▶ [Aim] Copy the listing word for word from the line with "Could you point out the metal" to the line with "Query: metal railing", including both of those lines.
[begin Records supplied]
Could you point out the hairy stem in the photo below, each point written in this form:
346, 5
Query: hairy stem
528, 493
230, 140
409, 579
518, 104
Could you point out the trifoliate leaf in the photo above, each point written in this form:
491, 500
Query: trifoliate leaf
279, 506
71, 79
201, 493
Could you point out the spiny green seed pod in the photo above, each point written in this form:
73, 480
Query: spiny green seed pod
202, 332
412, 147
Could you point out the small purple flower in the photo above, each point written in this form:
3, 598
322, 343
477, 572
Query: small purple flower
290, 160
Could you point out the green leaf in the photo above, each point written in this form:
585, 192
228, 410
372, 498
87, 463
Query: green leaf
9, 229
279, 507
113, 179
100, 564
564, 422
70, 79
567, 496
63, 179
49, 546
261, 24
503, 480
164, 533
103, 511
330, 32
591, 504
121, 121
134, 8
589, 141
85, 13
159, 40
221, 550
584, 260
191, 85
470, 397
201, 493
[end Records supplied]
[begin Records supplied]
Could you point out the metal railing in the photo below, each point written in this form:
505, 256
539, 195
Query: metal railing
[end Records supplied]
[begin Records supplied]
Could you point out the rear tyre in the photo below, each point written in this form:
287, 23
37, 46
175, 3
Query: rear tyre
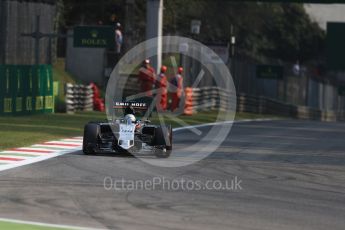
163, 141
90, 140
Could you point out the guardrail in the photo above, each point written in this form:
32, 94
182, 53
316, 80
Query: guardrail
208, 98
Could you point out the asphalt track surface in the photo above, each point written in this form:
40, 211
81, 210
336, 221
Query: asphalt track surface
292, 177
[end Records supplied]
▶ [Written answer]
Could you point out the metal railing in the photo below, each point written in this form:
505, 256
539, 195
Query: metal railing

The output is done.